# [Texte fourni]
+++++

Par ordonnance du 12 novembre 2019 n’ayant pas fait l’objet d’un déféré, le conseiller de la mise en état de la cour d’appel a déclaré irrecevables les conclusions transmises par RPVA le 6 septembre 2019 par la société Franprix Leader Price Direction et Supports.
L’instruction a été clôturée le 15 février 2022 et l’affaire a été fixée à l’audience du 16 mars 2022.
MOTIFS
En application de l’article 954 du code de procédure civile, la partie qui ne conclut pas ou qui, sans énoncer de nouveaux moyens, demande la confirmation du jugement est réputée s’en approprier les motifs, étant rappelé que dès lors que les conclusions de l’intimé ont été déclarées irrecevables, celui-ci est également réputé s’être approprié les motifs du jugement.
Sur la convention de forfait en jours et les heures supplémentaires
L’appelante soutient que les conditions de validité de la convention de forfait en jours n’ont pas été respectées par l’intimée, aucune convention de forfait jour n’ayant été régularisée, seul un article de son contrat de travail prévoyant le calcul de sa durée de travail en jours, ce qui est manifestement insuffisant tant au regard des conditions légales que jurisprudentielles, aucun entretien annuel sur la charge de travail avec son supérieur hiérarchique n’ayant été réalisé depuis son entrée au sein du groupe en 2012, aucun de ses supérieurs hiérarchiques n’ayant en charge de suivre régulièrement l’organisation de son travail, l’amplitude de ses journées d’activité et sa charge de travail, aucun moyen de contrôle du respect du temps de repos quotidien et hebdomadaire n’ayant été assuré.
En application des dispositions des articles L. 3121-39 et L. 3121-46 du code du travail dans leur version en vigueur à la date des faits litigieux ainsi que de celles de la convention collective nationale du commerce de détail et de gros à prédominance alimentaire et des accords d’entreprise des 19 avril 2001 (accord de substitution et avenant à l’accord « Ombrelle » sur l’aménagement et la réduction du temps de travail) et 2 juillet 2013 (accord d’adaptation du statut des salariés en provenance de la société Casino Services au statut collectif de FPLP DS), au vu du contrat de travail initial ne fixant pas le nombre de jours de travail retenu au titre du forfait annuel en jours et de l’absence de clause relative à la durée du travail dans le cadre de l’avenant du 1er juillet 2013 (la durée du forfait annuel en jours n’apparaissant que dans l’article relatif à la rémunération), étant par ailleurs relevé que l’employeur ne justifie pas avoir pris les dispositions nécessaires de nature à garantir que l’amplitude et la charge de travail restent raisonnables et assurent une bonne répartition, dans le temps, du travail, et, donc, à assurer la protection de la sécurité et de la santé de la salariée, et ce s’agissant notamment de la mise en oeuvre des garanties conventionnelles en matière de suivi de l’amplitude et de la charge de travail ainsi que de l’organisation d’un entretien portant sur la charge et l’amplitude de travail, sur l’organisation du travail dans l’entreprise ou l’établissement, sur l’articulation entre activité professionnelle et vie personnelle et familiale, ainsi que sur la rémunération, la cour confirme en conséquence le jugement en ce qu’il a déclaré nulle la convention de forfait en jours litigieuse et dit que la salariée était dès lors en droit de réclamer le paiement d’heures supplémentaires.

+++++

# [Tâches à accomplir]
[A] Recopiez à l'identique le passage de l'extrait d'arrêt allant de « Sur la convention » jusqu'à « n’ayant été assuré. ».
[B] Relevez tous les articles de code cités dans l'extrait d'arrêt, en indiquant pour chacun le code auquel il appartient.

[Éléments issus d'un jeu de données]
+++++

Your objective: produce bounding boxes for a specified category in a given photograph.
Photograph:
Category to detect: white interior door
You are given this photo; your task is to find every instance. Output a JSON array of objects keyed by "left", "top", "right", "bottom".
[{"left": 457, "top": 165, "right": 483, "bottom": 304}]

+++++

# [Vos réponses rédigées]
[A]
Sur la convention de forfait en jours et les heures supplémentaires
L’appelante soutient que les conditions de validité de la convention de forfait en jours n’ont pas été respectées par l’intimée, aucune convention de forfait jour n’ayant été régularisée, seul un article de son contrat de travail prévoyant le calcul de sa durée de travail en jours, ce qui est manifestement insuffisant tant au regard des conditions légales que jurisprudentielles, aucun entretien annuel sur la charge de travail avec son supérieur hiérarchique n’ayant été réalisé depuis son entrée au sein du groupe en 2012, aucun de ses supérieurs hiérarchiques n’ayant en charge de suivre régulièrement l’organisation de son travail, l’amplitude de ses journées d’activité et sa charge de travail, aucun moyen de contrôle du respect du temps de repos quotidien et hebdomadaire n’ayant été assuré.

[B]
- article 954 du code de procédure civile
- article L. 3121-39 du code du travail
- article L. 3121-46 du code du travail